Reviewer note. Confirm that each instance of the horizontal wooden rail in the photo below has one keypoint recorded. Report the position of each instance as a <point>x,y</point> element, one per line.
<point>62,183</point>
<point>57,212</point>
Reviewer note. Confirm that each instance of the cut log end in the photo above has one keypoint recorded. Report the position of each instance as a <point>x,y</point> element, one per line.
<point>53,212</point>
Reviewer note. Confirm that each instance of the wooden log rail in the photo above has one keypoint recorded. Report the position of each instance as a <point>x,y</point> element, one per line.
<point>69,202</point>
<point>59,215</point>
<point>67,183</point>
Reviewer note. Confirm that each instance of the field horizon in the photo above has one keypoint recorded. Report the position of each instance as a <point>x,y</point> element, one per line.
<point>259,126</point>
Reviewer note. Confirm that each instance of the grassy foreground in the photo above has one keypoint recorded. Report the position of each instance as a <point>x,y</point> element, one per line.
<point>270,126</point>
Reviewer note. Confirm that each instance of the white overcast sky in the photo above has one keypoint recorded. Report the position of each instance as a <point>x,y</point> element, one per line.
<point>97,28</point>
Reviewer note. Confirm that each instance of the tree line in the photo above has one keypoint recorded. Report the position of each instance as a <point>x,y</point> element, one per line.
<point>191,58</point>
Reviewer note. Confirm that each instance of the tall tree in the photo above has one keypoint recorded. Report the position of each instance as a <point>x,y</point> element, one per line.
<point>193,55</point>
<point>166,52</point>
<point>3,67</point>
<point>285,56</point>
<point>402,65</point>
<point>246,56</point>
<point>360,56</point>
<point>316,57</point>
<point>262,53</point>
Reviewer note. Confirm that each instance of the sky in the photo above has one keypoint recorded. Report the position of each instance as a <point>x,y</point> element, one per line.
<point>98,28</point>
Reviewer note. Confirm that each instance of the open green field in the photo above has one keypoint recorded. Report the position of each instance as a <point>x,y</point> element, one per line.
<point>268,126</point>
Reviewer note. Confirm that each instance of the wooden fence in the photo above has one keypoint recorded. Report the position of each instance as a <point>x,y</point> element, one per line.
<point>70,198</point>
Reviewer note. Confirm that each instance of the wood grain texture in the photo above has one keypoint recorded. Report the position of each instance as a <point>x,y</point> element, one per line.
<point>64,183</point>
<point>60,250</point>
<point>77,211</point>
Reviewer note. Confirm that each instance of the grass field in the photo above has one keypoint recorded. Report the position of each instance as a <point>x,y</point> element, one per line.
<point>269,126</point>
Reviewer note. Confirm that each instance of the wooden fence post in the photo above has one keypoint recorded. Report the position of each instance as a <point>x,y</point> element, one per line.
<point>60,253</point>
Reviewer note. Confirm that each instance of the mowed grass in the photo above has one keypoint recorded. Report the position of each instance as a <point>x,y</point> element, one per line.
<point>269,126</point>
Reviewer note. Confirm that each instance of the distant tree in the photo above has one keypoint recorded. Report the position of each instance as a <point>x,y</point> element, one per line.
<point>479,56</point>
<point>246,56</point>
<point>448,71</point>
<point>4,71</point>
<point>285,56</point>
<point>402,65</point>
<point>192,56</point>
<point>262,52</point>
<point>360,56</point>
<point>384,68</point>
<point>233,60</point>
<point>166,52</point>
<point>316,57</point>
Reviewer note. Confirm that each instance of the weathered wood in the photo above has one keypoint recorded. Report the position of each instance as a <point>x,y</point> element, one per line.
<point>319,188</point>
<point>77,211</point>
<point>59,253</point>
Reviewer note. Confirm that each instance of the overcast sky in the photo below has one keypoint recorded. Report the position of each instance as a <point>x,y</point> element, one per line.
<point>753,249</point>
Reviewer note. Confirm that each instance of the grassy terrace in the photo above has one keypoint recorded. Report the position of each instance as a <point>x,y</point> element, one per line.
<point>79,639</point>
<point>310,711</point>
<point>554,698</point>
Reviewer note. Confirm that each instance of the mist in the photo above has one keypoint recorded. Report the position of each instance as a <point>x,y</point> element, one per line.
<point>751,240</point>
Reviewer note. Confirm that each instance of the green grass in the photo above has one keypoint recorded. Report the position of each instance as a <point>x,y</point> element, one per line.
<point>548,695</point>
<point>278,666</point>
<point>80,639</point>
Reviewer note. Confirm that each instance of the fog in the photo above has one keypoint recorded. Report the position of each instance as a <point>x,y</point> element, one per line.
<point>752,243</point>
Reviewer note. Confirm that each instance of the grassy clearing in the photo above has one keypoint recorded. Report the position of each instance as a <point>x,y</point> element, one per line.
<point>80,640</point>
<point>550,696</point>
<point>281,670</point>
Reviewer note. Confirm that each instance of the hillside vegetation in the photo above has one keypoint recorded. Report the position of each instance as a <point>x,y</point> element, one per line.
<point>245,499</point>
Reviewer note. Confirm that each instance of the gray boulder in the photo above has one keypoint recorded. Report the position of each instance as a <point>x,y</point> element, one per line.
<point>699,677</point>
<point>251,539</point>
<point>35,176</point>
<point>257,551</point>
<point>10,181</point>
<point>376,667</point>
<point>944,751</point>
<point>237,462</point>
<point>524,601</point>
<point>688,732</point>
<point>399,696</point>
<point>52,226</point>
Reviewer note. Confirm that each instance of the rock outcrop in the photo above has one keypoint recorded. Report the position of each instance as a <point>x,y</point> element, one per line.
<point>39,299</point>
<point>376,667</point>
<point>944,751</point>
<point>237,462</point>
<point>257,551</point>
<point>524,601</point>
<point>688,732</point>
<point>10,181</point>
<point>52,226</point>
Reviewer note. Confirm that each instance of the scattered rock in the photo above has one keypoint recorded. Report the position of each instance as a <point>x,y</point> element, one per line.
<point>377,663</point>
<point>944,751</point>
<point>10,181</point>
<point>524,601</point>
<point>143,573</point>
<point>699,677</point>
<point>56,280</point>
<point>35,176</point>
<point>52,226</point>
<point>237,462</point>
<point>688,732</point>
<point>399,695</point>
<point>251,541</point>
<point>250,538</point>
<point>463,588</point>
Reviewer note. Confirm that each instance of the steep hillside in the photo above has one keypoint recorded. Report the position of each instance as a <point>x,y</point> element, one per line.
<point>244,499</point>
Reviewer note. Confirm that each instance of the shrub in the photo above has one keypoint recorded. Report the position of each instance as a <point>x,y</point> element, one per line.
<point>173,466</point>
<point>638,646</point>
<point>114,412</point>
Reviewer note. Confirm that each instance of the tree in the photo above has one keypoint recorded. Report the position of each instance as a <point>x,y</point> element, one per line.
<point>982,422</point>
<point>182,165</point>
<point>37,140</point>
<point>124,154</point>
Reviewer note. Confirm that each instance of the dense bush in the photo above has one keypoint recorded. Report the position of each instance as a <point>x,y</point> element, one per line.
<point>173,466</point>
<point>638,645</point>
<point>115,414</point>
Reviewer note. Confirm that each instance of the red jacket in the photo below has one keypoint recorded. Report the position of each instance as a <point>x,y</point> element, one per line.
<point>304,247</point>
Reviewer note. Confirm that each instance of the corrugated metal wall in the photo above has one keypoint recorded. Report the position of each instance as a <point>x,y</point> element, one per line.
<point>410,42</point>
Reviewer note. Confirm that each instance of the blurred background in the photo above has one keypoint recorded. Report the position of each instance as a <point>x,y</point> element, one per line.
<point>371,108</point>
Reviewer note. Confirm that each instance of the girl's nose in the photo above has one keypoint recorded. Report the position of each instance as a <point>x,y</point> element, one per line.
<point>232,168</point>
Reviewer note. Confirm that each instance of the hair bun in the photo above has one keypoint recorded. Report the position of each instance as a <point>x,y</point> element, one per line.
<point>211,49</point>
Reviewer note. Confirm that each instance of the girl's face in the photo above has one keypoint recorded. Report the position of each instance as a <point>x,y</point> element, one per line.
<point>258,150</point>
========================================
| Task to carry out |
Copy out the entries word for word, from the line with "Reviewer note. Confirm that each instance of the dense" to the line with "<point>115,414</point>".

| Complete output |
Reviewer note. Confirm that each instance of the dense bush in the photo above has one keypoint recorded. Report the position of each instance as a <point>x,y</point> element, one per line.
<point>173,466</point>
<point>638,645</point>
<point>115,414</point>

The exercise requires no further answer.